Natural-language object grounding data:

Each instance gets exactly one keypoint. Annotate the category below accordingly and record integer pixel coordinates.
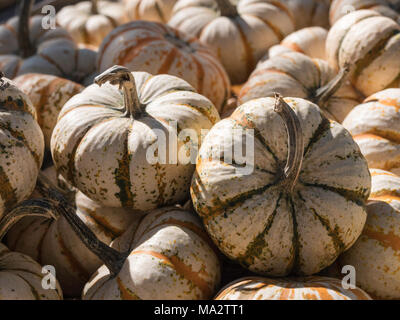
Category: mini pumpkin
(375, 255)
(159, 49)
(276, 218)
(48, 94)
(240, 34)
(169, 257)
(25, 47)
(109, 143)
(306, 288)
(150, 10)
(49, 239)
(89, 22)
(21, 278)
(309, 13)
(296, 75)
(21, 145)
(340, 8)
(309, 41)
(370, 44)
(375, 125)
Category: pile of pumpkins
(313, 87)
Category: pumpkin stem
(124, 78)
(94, 8)
(295, 142)
(226, 8)
(112, 258)
(33, 207)
(326, 92)
(24, 42)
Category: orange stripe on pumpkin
(182, 270)
(388, 240)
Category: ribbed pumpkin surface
(253, 218)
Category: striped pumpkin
(53, 242)
(21, 145)
(296, 75)
(53, 53)
(307, 288)
(276, 220)
(340, 8)
(309, 13)
(150, 10)
(21, 278)
(105, 146)
(370, 44)
(89, 22)
(159, 49)
(309, 41)
(248, 30)
(170, 258)
(375, 126)
(48, 94)
(375, 255)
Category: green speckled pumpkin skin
(104, 154)
(53, 242)
(21, 146)
(254, 220)
(48, 94)
(171, 258)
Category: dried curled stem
(326, 92)
(295, 142)
(112, 258)
(124, 78)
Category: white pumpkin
(159, 49)
(307, 288)
(48, 94)
(340, 8)
(309, 41)
(21, 278)
(375, 255)
(113, 150)
(170, 257)
(375, 126)
(296, 75)
(273, 218)
(150, 10)
(21, 145)
(239, 34)
(51, 241)
(370, 44)
(89, 22)
(32, 49)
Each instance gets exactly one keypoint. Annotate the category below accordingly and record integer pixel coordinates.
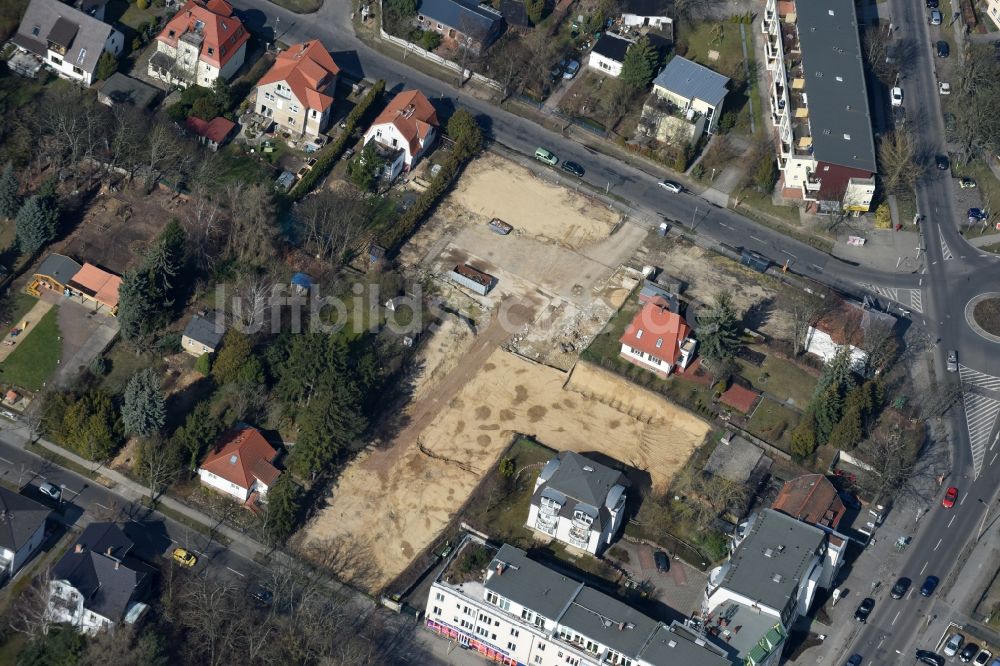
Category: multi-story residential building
(657, 339)
(204, 41)
(819, 104)
(297, 92)
(523, 613)
(70, 42)
(777, 565)
(578, 501)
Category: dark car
(864, 609)
(931, 658)
(969, 652)
(662, 561)
(901, 587)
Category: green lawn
(773, 423)
(37, 357)
(779, 378)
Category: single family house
(99, 584)
(69, 41)
(409, 122)
(297, 92)
(204, 41)
(22, 530)
(241, 465)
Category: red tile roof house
(408, 122)
(204, 41)
(241, 465)
(297, 92)
(658, 340)
(212, 133)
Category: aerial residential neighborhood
(586, 332)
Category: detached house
(22, 530)
(69, 41)
(578, 501)
(408, 127)
(297, 92)
(241, 465)
(204, 41)
(657, 339)
(98, 583)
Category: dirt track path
(424, 412)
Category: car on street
(184, 558)
(864, 609)
(968, 652)
(930, 658)
(662, 561)
(900, 588)
(953, 645)
(50, 489)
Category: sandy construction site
(562, 266)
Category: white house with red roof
(204, 41)
(241, 465)
(297, 92)
(409, 123)
(658, 340)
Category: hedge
(328, 156)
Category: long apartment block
(819, 104)
(519, 612)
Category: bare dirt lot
(393, 503)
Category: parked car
(901, 587)
(968, 652)
(543, 155)
(930, 658)
(864, 609)
(184, 558)
(573, 168)
(50, 489)
(953, 645)
(662, 561)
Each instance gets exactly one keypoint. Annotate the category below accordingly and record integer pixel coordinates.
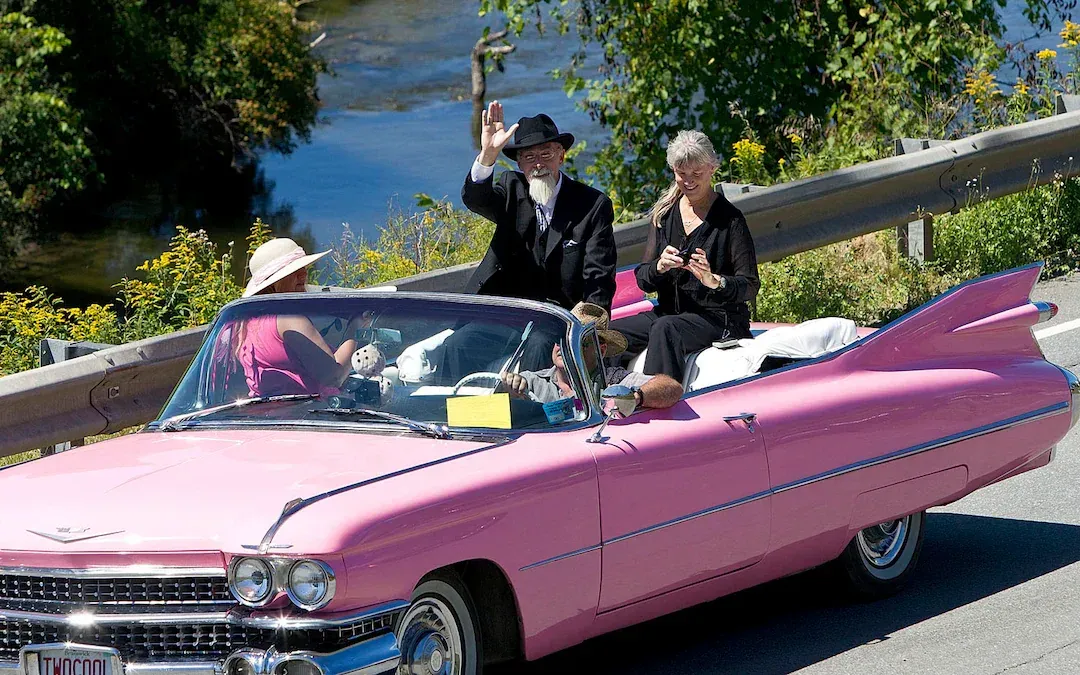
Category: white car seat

*Your assignment:* Could you repeat all of the data exactly, minus the pictures?

*Reply:*
Each instance gets exactly one keypoint. Annotate the category below accordingly and record integer pixel coordinates.
Category: mini pumpkin
(375, 255)
(159, 49)
(276, 218)
(48, 94)
(240, 34)
(169, 257)
(25, 47)
(109, 143)
(306, 288)
(150, 10)
(49, 239)
(89, 22)
(21, 278)
(309, 13)
(296, 75)
(21, 145)
(340, 8)
(309, 41)
(370, 44)
(375, 125)
Category: pile of pumpkins
(313, 87)
Category: pumpkin stem
(124, 78)
(94, 8)
(295, 142)
(226, 8)
(112, 258)
(33, 207)
(326, 92)
(24, 42)
Category: orange stripe on pumpkin
(182, 270)
(388, 240)
Category: ribbed pumpkin surface
(253, 218)
Category: striped pumpkin
(53, 242)
(21, 145)
(296, 75)
(53, 53)
(307, 288)
(276, 220)
(340, 8)
(309, 13)
(150, 10)
(21, 278)
(105, 146)
(370, 44)
(89, 22)
(159, 49)
(309, 41)
(248, 30)
(170, 258)
(375, 126)
(48, 94)
(375, 255)
Category: green speckled pumpkin skin
(104, 154)
(53, 242)
(21, 146)
(254, 220)
(48, 94)
(171, 258)
Category: dried curled stem
(326, 92)
(295, 142)
(112, 258)
(124, 78)
Category: white pumpkin
(159, 49)
(307, 288)
(48, 94)
(340, 8)
(309, 41)
(21, 278)
(375, 255)
(113, 150)
(170, 257)
(375, 126)
(296, 75)
(273, 218)
(150, 10)
(21, 145)
(239, 34)
(51, 241)
(370, 44)
(89, 22)
(32, 49)
Each instance gets exactly one keypoint. Annotate the category below accordingly and record integer pixel coordinates.
Category: multi-story residential building
(657, 339)
(204, 41)
(819, 104)
(297, 92)
(523, 613)
(70, 42)
(777, 565)
(578, 501)
Category: dark car
(864, 609)
(931, 658)
(969, 652)
(662, 561)
(901, 587)
Category: green lawn
(773, 423)
(37, 357)
(779, 378)
Category: single family house
(99, 584)
(69, 41)
(409, 122)
(297, 92)
(204, 41)
(22, 530)
(241, 465)
Category: red tile roof house
(408, 122)
(204, 41)
(241, 465)
(297, 92)
(658, 340)
(212, 133)
Category: aerial residential neighborhood
(586, 332)
Category: detached house
(22, 530)
(69, 41)
(578, 501)
(408, 127)
(297, 92)
(241, 465)
(204, 41)
(657, 339)
(98, 583)
Category: dirt track path
(424, 412)
Category: car on street
(184, 558)
(864, 609)
(968, 652)
(930, 658)
(662, 561)
(900, 588)
(953, 645)
(50, 489)
Category: sandy construction site
(562, 266)
Category: white house with red roof
(204, 41)
(241, 465)
(297, 92)
(409, 123)
(658, 340)
Category: hedge
(328, 156)
Category: long apartment block
(819, 104)
(519, 612)
Category: bare dirt lot
(393, 503)
Category: parked car
(901, 587)
(968, 652)
(543, 155)
(930, 658)
(864, 609)
(184, 558)
(573, 168)
(50, 489)
(953, 645)
(662, 561)
Each instance gets exactly one keypoint. Annotate the category below accordingly and record integer pixel coordinates.
Category: white car seat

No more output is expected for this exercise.